■ **What the exercise asks**
List every line in the records below that contains the string "entrance". Matching is case-sensitive.

◇ ◇ ◇ ◇ ◇ ◇ ◇

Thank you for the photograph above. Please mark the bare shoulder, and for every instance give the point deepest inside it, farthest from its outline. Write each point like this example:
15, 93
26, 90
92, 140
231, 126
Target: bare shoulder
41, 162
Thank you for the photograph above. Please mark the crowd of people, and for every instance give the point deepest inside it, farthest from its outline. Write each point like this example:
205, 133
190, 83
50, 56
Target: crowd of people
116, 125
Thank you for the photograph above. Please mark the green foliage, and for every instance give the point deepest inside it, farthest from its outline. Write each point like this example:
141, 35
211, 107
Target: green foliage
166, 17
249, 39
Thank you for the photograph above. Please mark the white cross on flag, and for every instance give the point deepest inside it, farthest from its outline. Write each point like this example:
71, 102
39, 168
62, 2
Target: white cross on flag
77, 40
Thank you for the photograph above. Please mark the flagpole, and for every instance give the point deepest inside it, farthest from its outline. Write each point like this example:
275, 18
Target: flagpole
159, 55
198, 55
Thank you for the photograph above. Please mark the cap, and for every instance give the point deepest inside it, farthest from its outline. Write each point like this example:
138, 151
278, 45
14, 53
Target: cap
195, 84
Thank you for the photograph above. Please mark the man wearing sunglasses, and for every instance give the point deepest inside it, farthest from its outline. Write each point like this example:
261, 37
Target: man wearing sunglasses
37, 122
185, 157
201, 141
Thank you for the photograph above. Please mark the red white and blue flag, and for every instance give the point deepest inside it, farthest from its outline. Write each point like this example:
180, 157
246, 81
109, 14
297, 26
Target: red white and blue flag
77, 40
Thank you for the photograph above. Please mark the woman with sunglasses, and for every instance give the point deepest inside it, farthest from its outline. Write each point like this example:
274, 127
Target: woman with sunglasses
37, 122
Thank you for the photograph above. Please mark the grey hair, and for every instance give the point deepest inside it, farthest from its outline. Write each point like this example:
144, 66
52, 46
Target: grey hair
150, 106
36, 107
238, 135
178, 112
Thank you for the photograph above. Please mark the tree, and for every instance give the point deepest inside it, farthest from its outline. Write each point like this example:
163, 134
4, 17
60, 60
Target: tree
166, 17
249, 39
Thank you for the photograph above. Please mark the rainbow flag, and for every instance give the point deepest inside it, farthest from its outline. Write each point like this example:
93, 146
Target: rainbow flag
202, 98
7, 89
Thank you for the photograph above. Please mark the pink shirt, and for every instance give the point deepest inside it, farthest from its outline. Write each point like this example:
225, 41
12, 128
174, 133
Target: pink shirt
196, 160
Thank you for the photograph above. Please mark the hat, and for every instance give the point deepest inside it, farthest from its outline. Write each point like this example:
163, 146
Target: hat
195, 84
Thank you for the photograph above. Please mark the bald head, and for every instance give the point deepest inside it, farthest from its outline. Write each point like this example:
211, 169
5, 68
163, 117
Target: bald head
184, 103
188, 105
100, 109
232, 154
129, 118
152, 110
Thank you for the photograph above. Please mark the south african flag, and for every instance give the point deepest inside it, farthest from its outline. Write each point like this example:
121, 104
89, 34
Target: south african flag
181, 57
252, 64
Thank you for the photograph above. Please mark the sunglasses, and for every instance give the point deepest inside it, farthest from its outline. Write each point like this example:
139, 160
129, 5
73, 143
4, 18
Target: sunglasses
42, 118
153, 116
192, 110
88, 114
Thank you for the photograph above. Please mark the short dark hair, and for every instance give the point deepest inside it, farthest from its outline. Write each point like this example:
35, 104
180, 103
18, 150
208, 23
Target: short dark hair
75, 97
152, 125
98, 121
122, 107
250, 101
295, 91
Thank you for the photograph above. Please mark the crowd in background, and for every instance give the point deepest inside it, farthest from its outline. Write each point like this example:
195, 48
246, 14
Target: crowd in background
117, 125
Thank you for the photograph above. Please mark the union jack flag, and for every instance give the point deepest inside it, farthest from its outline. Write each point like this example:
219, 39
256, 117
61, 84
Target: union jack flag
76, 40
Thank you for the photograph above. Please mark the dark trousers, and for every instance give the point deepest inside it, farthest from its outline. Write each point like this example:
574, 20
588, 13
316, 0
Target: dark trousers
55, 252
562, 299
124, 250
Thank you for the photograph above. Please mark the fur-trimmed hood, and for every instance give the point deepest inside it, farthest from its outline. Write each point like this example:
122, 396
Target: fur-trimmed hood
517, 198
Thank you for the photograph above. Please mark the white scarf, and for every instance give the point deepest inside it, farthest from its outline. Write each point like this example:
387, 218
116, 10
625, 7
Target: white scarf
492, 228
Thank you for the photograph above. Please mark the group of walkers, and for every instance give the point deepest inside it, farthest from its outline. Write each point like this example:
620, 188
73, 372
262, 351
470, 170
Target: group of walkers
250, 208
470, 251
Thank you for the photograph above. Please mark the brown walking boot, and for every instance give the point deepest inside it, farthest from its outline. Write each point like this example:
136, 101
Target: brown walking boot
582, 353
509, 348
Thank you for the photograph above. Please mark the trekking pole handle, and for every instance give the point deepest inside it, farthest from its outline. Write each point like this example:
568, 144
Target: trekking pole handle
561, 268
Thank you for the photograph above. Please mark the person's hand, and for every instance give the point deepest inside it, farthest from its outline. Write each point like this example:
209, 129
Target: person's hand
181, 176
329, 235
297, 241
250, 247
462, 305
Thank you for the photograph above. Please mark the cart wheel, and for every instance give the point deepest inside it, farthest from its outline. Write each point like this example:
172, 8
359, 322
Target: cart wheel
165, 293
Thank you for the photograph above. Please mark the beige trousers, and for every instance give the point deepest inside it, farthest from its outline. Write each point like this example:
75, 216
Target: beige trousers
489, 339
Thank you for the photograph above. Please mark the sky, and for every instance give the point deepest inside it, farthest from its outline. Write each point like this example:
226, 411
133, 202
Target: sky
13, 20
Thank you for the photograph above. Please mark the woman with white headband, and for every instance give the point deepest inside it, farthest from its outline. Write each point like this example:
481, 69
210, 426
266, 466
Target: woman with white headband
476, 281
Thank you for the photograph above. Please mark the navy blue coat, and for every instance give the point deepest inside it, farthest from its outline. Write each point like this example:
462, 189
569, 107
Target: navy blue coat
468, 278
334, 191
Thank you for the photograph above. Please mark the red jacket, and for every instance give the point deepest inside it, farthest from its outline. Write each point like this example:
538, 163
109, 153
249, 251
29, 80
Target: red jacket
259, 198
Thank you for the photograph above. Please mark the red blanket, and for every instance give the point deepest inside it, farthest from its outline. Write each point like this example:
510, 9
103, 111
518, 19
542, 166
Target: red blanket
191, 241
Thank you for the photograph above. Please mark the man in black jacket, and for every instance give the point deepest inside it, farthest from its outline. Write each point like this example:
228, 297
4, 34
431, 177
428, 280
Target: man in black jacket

◇ ◇ ◇ ◇ ◇ ◇ ◇

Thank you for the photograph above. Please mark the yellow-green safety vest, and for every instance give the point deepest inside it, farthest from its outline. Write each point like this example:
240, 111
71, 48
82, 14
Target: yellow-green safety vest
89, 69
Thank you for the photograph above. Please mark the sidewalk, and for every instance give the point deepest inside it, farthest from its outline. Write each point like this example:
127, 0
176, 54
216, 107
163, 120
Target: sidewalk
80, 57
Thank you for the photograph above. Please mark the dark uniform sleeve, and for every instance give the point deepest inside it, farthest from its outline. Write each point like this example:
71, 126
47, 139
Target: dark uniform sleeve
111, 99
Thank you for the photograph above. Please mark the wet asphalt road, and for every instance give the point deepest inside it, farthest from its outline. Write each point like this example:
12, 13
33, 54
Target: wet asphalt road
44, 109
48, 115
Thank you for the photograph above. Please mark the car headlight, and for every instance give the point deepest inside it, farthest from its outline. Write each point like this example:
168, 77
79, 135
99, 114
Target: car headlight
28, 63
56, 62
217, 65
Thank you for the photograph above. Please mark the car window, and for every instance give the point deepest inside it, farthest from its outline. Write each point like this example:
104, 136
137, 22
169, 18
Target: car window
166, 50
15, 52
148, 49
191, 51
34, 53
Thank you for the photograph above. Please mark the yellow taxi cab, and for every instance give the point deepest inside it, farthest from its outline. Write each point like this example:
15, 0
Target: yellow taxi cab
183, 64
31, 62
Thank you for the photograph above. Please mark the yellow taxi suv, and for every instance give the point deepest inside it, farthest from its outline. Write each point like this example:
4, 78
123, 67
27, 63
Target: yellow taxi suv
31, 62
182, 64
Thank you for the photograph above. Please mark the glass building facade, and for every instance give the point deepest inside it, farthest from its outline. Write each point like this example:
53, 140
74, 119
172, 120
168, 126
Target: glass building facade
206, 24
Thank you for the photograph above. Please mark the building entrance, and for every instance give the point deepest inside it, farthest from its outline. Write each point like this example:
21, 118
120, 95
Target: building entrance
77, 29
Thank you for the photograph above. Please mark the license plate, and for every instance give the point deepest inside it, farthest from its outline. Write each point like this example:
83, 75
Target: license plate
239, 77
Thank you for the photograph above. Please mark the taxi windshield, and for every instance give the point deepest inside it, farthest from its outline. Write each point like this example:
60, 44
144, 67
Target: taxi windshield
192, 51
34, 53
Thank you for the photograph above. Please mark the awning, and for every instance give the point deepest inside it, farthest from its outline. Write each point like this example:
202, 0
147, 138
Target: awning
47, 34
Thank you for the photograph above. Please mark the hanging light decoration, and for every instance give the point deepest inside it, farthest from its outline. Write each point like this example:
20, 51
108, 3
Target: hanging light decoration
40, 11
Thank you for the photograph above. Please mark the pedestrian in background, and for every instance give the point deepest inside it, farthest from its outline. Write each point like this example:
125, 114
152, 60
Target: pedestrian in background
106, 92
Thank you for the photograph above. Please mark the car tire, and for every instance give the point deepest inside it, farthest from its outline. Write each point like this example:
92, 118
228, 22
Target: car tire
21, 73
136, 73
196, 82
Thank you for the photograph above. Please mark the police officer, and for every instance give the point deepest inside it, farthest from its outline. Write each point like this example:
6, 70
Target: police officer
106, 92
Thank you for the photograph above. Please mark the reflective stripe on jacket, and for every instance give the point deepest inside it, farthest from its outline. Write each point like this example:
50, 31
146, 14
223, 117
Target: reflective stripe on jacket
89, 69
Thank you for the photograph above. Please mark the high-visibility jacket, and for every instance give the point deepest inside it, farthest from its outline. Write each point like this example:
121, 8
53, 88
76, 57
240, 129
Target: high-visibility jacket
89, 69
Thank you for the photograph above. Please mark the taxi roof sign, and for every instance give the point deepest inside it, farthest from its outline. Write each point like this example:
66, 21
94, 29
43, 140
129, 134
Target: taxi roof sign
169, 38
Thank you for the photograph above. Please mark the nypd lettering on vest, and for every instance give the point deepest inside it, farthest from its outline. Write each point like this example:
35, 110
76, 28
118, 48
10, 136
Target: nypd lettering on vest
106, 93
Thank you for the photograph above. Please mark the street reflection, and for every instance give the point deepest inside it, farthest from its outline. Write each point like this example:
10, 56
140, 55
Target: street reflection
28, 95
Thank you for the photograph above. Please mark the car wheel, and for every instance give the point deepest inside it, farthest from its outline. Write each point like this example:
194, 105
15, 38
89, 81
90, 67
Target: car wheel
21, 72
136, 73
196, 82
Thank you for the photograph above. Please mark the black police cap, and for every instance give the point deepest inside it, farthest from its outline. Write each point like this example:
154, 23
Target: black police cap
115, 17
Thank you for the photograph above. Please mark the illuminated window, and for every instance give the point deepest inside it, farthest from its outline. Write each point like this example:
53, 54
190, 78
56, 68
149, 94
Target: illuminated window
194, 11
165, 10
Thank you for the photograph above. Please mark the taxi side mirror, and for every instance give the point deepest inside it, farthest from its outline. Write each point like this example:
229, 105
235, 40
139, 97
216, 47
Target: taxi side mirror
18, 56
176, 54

◇ ◇ ◇ ◇ ◇ ◇ ◇

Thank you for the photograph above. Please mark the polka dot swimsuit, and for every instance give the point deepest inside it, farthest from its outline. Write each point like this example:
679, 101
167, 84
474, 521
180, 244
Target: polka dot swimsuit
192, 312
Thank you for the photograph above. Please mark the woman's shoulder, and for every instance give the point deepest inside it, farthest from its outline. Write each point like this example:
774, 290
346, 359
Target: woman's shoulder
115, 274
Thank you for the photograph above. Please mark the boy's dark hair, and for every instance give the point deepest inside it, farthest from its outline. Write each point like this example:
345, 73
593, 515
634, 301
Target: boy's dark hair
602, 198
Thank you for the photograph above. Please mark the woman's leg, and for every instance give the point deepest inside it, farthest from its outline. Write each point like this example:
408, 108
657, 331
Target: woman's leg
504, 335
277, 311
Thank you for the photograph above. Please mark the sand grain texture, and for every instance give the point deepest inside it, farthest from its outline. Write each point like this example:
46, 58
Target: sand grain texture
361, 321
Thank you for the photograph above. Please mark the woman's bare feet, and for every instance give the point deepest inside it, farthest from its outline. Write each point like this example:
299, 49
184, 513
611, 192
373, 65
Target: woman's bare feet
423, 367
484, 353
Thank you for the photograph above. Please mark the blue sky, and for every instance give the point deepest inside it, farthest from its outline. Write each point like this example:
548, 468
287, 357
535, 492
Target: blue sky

◇ ◇ ◇ ◇ ◇ ◇ ◇

■ **Worked solution**
Thank you for the photograph above. Please mark the building entrance, and for every instance give the point deepest inside it, farthest from its outline. Write each point like this example:
Target: building entrance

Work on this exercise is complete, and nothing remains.